Do this: Lay out every non-blank line of the entries below as a Markdown table with two columns, Row and Line Text, numbering the rows in order. Omit the pictures.

━━━ Supplied records ━━━

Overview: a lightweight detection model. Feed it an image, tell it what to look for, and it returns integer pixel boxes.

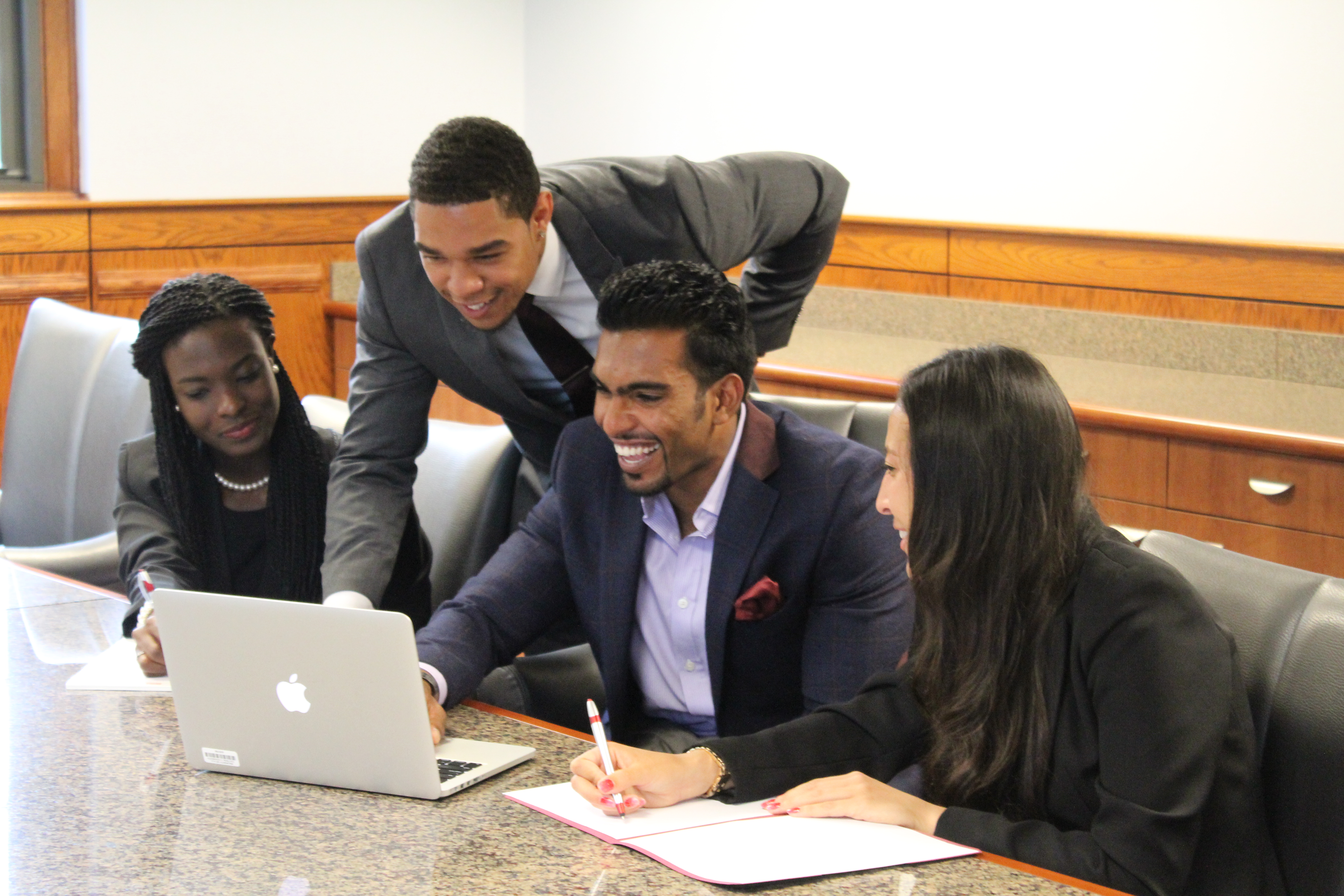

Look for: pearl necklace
[215,473,270,492]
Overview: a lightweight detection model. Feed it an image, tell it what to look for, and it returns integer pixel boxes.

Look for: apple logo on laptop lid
[276,672,313,712]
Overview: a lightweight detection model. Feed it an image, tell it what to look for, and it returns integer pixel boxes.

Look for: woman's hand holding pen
[570,743,719,815]
[764,771,943,836]
[130,610,168,678]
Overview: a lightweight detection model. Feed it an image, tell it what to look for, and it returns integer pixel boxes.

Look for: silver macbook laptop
[155,588,536,799]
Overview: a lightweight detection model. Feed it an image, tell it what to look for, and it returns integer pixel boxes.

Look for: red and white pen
[136,570,155,629]
[589,700,625,818]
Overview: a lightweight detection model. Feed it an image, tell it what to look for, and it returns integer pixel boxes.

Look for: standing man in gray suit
[323,118,848,607]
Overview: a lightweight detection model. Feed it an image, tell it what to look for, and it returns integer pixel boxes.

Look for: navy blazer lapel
[594,475,648,712]
[704,402,780,706]
[436,293,570,426]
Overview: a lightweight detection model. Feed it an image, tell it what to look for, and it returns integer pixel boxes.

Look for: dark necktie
[515,293,597,416]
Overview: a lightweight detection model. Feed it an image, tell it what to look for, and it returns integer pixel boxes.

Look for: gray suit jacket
[323,153,848,598]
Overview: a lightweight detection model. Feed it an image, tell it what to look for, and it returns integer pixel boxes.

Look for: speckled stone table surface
[0,562,1082,896]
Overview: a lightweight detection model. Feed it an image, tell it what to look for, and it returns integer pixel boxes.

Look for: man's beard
[621,466,672,498]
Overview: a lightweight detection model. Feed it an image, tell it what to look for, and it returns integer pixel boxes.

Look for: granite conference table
[8,560,1116,896]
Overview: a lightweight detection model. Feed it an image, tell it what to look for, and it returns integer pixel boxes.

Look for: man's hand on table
[421,681,447,747]
[130,610,168,678]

━━━

Exercise result:
| Row | Line Text |
|---|---|
| 1 | Overview: a lightweight detection model. Feed it an image, tell it what to look for, and it returns integer pixel boxes. |
| 2 | Look for: pearl necklace |
| 3 | [215,473,270,492] |
| 4 | Overview: a lightweight detection model. Feed it an image, tell it what to look for, and it returns integer pixel boxes. |
| 5 | Look for: apple logo on laptop lid |
| 6 | [276,672,313,712] |
| 7 | Overview: a lightweight detection model. Feed it an image, tell it what to look for, and it returns integer pixel boxes. |
| 8 | Look for: woman's hand holding pen |
| 9 | [570,743,719,815] |
| 10 | [764,771,943,836] |
| 11 | [130,610,168,678] |
| 12 | Overview: a lightweight detection model. Feed it an image, tell it what to look for, and it returns integer pixel boxes. |
| 13 | Look for: silver macbook laptop |
| 14 | [155,588,536,799] |
| 15 | Overview: a lightweight detection model. Feed it an image, tell it what to look for, and it returns integer pixel boxes. |
| 16 | Look for: red and white pen |
| 17 | [136,570,155,629] |
| 18 | [589,700,625,818] |
| 19 | Overview: a lightweight detection model. Feed it an image, tell it what to look for, and it returns integer pixel boxes. |
| 20 | Look for: standing man in gray suit |
| 21 | [323,118,848,607] |
| 22 | Overview: a lightweight detection model. Feed it an image, tell it what to look for, and it returns integer pixel boxes. |
| 23 | Look for: navy blazer lapel |
| 24 | [594,475,648,712] |
| 25 | [704,402,780,706] |
| 26 | [436,293,570,426] |
| 27 | Overview: a lightweight detection model. Feed it an image, tell it what to look for, and it returns integer pixel boxes. |
| 28 | Look for: dark necktie |
| 29 | [515,293,597,416] |
| 30 | Overview: a lightweight detection model. Feed it an image, tell it what to look for, and it returns integer pixel boxes. |
| 31 | Look for: gray suit jacket |
| 32 | [323,153,848,598] |
| 33 | Overview: a lightweight detection model. Feed it an image, tell it what to look for, and it returns integer pixel boxes. |
| 34 | Look for: speckled stone table surface |
| 35 | [0,562,1082,896] |
| 36 | Overview: a lightweight detection model. Feed it an image, tell it what to look for, and it returns integer pixel boxes. |
| 37 | Look for: man's beard |
| 38 | [621,466,672,498] |
| 39 | Overview: a lightweight detection model. Feed it an image, tell it what to look for, and it returns integer pixel boxes. |
| 40 | Look for: granite conference table |
| 41 | [8,560,1116,896] |
| 42 | Overview: a lightweight detection model. Feed it an image, tell it what to look for, and it returns integer pixel boxes. |
| 43 | Look for: man's hand on table |
| 44 | [421,681,447,747] |
| 45 | [130,610,168,678] |